* What to do: Return the material below in full and exactly.

* Exercise material:
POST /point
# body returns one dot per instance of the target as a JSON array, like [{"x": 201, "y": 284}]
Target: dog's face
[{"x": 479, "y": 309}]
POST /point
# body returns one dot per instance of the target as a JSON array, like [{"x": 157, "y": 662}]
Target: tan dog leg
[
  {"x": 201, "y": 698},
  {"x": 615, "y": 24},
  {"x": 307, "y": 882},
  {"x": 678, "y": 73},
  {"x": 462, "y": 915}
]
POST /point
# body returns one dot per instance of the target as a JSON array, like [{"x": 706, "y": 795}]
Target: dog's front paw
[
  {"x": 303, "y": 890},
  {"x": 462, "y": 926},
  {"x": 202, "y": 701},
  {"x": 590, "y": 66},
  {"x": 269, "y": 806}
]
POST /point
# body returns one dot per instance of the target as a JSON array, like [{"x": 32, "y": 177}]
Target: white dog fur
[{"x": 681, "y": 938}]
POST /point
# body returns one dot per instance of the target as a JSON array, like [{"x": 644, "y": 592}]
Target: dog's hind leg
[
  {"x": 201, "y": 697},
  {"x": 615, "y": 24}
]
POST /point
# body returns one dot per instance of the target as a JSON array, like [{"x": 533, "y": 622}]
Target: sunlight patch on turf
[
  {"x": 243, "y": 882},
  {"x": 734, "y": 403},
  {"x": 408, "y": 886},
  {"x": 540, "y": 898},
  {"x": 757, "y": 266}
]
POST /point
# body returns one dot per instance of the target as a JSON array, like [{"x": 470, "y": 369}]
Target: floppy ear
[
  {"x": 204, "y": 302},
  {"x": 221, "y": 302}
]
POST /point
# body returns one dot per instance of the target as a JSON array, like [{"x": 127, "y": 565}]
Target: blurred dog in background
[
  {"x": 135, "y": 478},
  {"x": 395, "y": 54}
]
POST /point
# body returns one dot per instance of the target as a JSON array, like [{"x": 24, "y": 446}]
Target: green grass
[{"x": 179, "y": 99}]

* Full solution:
POST /point
# body returns one dot per instance of the target as a JSON array, like [{"x": 201, "y": 284}]
Target: dog's face
[{"x": 479, "y": 309}]
POST /point
# body returns one dot per instance of the target as a JSON array, like [{"x": 157, "y": 662}]
Target: tan dog leg
[
  {"x": 201, "y": 698},
  {"x": 615, "y": 24},
  {"x": 307, "y": 882},
  {"x": 678, "y": 73},
  {"x": 462, "y": 915}
]
POST /point
# body returns one dot per instance of the target as a JSON array, like [{"x": 706, "y": 795}]
Target: dog's front paw
[
  {"x": 303, "y": 890},
  {"x": 462, "y": 926},
  {"x": 202, "y": 701},
  {"x": 590, "y": 66},
  {"x": 269, "y": 806}
]
POST /point
# body returns one dot per instance of the target as a JSON array, like [{"x": 32, "y": 177}]
Target: white dog fur
[{"x": 681, "y": 938}]
POST /point
# body returns one dot per instance of the target as a JSON array, like [{"x": 644, "y": 592}]
Target: dog's hind leg
[
  {"x": 201, "y": 697},
  {"x": 615, "y": 24}
]
POST /point
# body returns one dot per instance of the target as a JSON array, like [{"x": 533, "y": 622}]
Target: sunlight patch on turf
[
  {"x": 243, "y": 882},
  {"x": 734, "y": 403},
  {"x": 408, "y": 886},
  {"x": 540, "y": 898},
  {"x": 757, "y": 266}
]
POST /point
# body returns one dot per instance of the target as a JSON array, like [{"x": 470, "y": 369}]
Target: floppy ear
[
  {"x": 204, "y": 302},
  {"x": 221, "y": 302}
]
POST /point
# body returns one dot per instance of the target as a JSON array, like [{"x": 127, "y": 565}]
Target: blurred dog in background
[
  {"x": 135, "y": 478},
  {"x": 395, "y": 54}
]
POST /point
# body returns one dot per instance of the target as a JSON array, like [{"x": 24, "y": 446}]
Target: green grass
[{"x": 179, "y": 99}]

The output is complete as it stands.